• **Exercise prompt**: Which lines of the data below contain the word "uniform"? List every one of them in full.
:: Supplied records ::
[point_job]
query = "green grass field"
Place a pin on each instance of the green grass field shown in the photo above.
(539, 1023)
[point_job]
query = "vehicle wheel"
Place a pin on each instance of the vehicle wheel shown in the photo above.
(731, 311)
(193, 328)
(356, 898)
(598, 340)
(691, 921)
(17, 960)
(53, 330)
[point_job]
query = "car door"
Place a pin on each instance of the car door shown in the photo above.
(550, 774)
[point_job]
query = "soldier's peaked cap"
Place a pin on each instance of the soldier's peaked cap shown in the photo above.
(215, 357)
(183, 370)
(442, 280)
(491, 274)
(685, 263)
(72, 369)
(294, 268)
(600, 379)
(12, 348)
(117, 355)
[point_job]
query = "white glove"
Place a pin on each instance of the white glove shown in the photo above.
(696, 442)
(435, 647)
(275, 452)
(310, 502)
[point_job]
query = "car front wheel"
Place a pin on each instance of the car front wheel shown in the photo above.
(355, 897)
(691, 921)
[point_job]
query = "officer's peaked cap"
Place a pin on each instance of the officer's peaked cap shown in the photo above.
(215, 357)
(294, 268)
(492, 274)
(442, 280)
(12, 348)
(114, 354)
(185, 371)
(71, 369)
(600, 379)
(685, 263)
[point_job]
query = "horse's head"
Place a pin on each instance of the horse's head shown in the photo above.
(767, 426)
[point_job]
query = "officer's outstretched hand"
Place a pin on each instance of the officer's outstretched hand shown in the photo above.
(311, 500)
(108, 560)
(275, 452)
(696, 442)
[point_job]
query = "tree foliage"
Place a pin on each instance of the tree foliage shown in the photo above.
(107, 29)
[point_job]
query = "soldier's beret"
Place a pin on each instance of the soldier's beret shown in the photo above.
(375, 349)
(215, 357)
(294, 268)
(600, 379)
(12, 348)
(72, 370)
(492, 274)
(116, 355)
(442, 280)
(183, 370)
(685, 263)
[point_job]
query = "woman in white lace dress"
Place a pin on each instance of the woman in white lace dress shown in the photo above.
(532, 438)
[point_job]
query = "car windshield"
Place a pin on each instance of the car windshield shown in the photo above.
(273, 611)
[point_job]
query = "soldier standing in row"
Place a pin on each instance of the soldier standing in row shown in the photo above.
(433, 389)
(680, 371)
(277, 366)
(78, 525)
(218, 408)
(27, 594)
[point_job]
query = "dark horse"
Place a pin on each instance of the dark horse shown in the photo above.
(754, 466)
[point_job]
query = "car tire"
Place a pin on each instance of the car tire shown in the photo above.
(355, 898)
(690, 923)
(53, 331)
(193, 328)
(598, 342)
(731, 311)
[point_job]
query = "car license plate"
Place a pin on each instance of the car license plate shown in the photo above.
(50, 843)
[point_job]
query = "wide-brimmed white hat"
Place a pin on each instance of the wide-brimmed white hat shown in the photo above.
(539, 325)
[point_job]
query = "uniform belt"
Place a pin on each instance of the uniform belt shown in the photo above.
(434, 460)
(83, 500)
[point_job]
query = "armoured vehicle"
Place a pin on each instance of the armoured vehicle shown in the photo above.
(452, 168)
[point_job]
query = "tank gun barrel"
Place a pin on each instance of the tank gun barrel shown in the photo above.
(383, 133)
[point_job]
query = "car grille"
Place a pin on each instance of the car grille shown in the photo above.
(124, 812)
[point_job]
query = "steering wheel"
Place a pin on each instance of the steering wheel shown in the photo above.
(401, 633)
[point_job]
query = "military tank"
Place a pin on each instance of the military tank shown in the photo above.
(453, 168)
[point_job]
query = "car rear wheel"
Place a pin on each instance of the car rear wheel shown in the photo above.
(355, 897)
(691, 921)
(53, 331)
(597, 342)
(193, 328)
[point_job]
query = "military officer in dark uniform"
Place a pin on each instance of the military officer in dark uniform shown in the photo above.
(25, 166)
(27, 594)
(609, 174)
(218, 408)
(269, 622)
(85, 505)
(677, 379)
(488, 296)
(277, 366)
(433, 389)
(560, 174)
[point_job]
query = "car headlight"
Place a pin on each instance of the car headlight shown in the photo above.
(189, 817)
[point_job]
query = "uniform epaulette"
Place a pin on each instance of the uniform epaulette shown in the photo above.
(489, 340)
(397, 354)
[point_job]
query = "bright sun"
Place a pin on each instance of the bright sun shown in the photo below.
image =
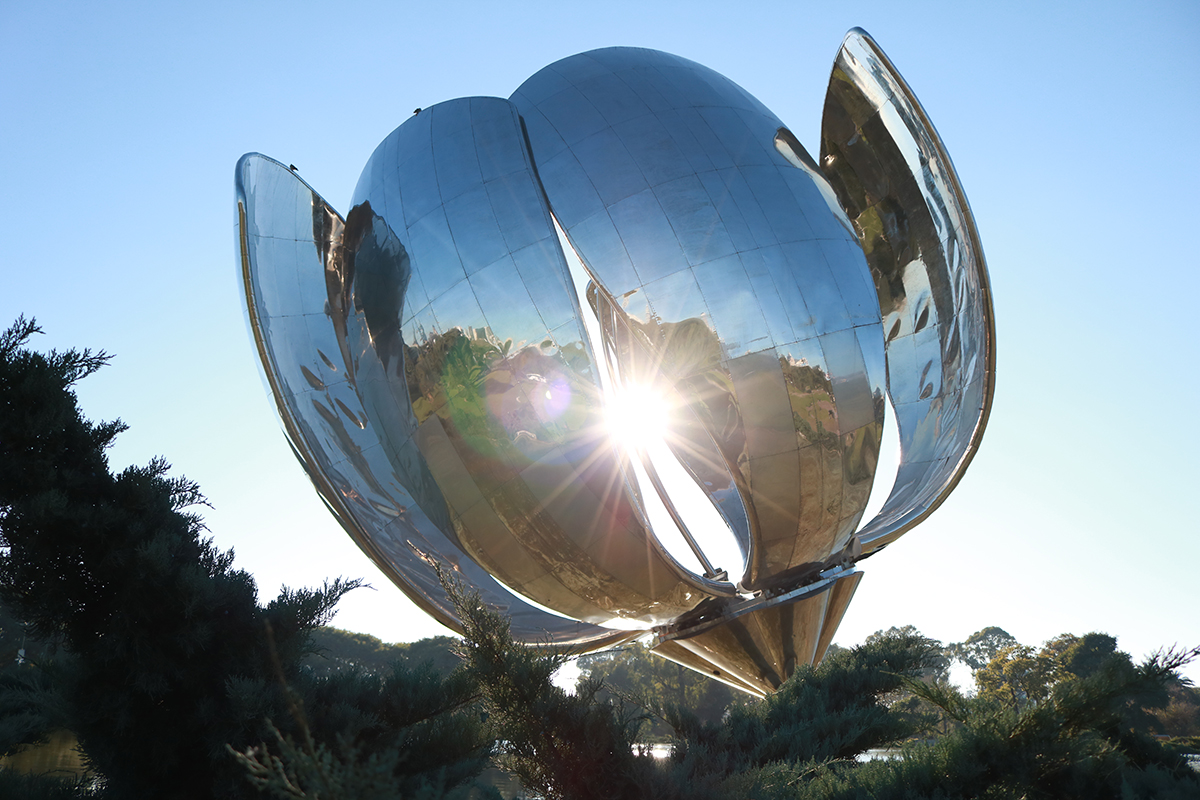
:::
• **Finished answer**:
query = "uniform belt"
Place a pin on each instance of the uniform belt shown in the photo above.
query = "military officer in dark uniform"
Place a pin on each instance of the military officer in dark uniform shown in the photo above.
query = "uniform epaulette"
Place a pin on each instance of the uniform epaulette shown in the photo above.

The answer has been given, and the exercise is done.